====== Extracted entries

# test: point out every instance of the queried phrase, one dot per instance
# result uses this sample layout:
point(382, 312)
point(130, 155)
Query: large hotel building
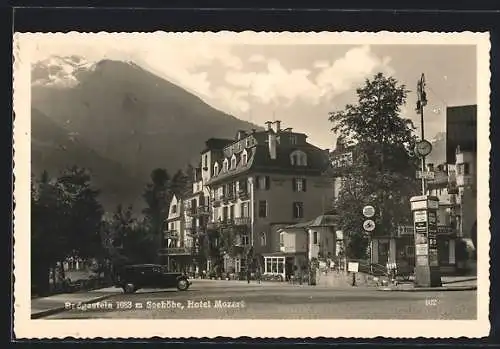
point(247, 188)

============

* _Goal of the exercise_
Starting at the line that contains "# result uses", retype every line through the end of the material exactly as written, including both end lines but no pictures.

* _Answer section_
# result uses this sample layout:
point(382, 312)
point(130, 155)
Query: large hotel building
point(247, 188)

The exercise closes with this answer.